- [Exercise]:
Return an exact copy of the data, starting at its first line and ending at the line that contains "object | shadow on wall", minus any pictures.

- [Excerpts from a dataset]:
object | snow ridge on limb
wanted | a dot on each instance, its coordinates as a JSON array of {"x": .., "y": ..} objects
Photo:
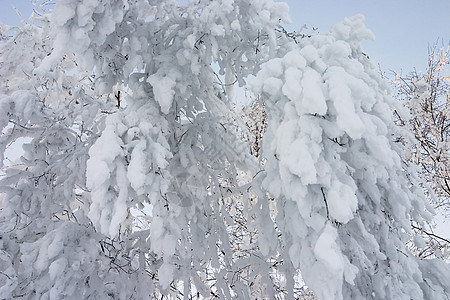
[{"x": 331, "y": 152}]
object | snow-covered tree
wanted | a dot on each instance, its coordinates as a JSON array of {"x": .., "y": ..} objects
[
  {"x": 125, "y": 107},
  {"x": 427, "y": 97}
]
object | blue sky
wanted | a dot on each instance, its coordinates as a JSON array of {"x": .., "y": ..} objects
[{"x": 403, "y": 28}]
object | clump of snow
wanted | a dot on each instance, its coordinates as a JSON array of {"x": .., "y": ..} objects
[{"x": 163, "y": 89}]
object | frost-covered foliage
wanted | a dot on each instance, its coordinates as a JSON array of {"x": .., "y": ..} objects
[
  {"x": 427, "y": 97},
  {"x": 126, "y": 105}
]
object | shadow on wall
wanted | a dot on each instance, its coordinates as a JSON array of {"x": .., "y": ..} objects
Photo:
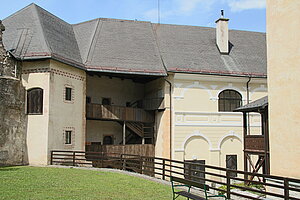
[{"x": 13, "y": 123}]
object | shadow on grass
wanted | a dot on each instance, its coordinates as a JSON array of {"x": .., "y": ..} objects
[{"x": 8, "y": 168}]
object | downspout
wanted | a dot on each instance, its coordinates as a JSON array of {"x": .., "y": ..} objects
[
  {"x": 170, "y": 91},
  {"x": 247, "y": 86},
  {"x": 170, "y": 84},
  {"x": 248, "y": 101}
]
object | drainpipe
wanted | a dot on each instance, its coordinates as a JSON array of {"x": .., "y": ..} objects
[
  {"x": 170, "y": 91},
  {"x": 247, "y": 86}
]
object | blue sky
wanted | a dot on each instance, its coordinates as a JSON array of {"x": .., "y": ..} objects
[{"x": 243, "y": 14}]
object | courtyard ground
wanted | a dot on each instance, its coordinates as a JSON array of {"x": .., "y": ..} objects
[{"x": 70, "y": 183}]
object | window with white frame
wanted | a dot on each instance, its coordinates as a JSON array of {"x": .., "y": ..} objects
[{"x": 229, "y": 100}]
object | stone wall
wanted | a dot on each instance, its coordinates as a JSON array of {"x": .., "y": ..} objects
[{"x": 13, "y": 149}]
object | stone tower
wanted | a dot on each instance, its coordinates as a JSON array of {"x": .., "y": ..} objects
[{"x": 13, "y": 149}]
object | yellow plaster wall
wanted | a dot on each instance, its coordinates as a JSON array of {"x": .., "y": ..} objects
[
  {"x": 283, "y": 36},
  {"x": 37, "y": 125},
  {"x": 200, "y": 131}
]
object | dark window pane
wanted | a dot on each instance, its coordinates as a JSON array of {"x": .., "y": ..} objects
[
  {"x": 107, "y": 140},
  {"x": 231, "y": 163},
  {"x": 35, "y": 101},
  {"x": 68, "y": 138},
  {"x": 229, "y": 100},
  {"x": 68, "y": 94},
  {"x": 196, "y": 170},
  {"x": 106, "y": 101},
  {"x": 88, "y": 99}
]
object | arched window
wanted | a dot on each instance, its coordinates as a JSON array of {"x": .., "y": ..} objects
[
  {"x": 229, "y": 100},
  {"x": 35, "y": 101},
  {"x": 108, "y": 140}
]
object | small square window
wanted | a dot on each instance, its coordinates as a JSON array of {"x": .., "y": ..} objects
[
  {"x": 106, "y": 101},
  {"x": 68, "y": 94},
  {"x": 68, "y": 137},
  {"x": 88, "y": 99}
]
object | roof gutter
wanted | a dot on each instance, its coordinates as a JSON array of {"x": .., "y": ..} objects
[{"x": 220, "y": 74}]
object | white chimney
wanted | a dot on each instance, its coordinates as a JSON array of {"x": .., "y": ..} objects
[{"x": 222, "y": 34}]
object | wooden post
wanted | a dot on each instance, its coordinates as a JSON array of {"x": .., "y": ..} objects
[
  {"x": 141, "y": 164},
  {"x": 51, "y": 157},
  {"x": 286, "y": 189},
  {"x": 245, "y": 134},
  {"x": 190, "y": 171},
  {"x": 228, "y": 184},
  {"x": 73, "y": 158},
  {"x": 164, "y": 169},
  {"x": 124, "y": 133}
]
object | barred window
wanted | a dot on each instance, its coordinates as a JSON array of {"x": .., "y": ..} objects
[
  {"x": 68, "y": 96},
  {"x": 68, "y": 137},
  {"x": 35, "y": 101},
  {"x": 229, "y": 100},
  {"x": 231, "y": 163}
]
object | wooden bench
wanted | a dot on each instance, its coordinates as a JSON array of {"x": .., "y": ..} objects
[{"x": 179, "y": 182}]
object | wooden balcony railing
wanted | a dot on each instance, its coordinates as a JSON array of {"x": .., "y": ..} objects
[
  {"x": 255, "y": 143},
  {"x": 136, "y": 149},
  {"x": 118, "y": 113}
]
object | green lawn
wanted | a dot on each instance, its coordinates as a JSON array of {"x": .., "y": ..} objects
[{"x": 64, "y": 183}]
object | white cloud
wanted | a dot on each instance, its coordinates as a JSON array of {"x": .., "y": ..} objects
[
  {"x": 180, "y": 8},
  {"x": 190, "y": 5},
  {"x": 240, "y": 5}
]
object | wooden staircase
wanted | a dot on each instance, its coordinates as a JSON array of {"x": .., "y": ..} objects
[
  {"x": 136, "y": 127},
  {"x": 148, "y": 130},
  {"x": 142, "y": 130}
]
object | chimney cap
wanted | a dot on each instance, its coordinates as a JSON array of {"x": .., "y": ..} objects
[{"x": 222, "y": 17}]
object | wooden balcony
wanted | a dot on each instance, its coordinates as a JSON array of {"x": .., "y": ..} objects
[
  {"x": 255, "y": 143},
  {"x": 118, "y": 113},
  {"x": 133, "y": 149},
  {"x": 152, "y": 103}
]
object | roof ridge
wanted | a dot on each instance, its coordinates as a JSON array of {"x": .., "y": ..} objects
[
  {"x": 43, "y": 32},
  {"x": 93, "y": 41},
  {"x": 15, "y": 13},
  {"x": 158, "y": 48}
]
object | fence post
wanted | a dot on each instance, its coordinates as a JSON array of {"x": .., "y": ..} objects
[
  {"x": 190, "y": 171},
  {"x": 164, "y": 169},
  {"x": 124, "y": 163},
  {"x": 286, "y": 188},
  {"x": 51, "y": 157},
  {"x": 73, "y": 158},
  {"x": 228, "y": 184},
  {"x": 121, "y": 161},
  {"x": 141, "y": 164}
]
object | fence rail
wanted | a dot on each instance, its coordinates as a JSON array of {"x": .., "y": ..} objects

- [Answer to this problem]:
object | snow ridge on limb
wanted | a dot on each instance, its coordinates as a JSON array of {"x": .., "y": ..} objects
Photo:
[{"x": 331, "y": 152}]
object | snow-covered tree
wanted | a dot on each instance, its coordinates as a JSON array of {"x": .., "y": ..} objects
[
  {"x": 125, "y": 107},
  {"x": 427, "y": 97}
]
object | blue sky
wanted | a dot on each instance, its coordinates as a JSON array of {"x": .., "y": ..} objects
[{"x": 403, "y": 28}]
object | clump of snow
wanted | a dot on each instance, its coordinates as a JSON array of {"x": .., "y": ..} objects
[{"x": 163, "y": 89}]
object | frost-covered foliage
wanted | a dot on each instance, its coordinates as a JSON array of {"x": .., "y": ..} objects
[
  {"x": 427, "y": 97},
  {"x": 126, "y": 105}
]
object | shadow on wall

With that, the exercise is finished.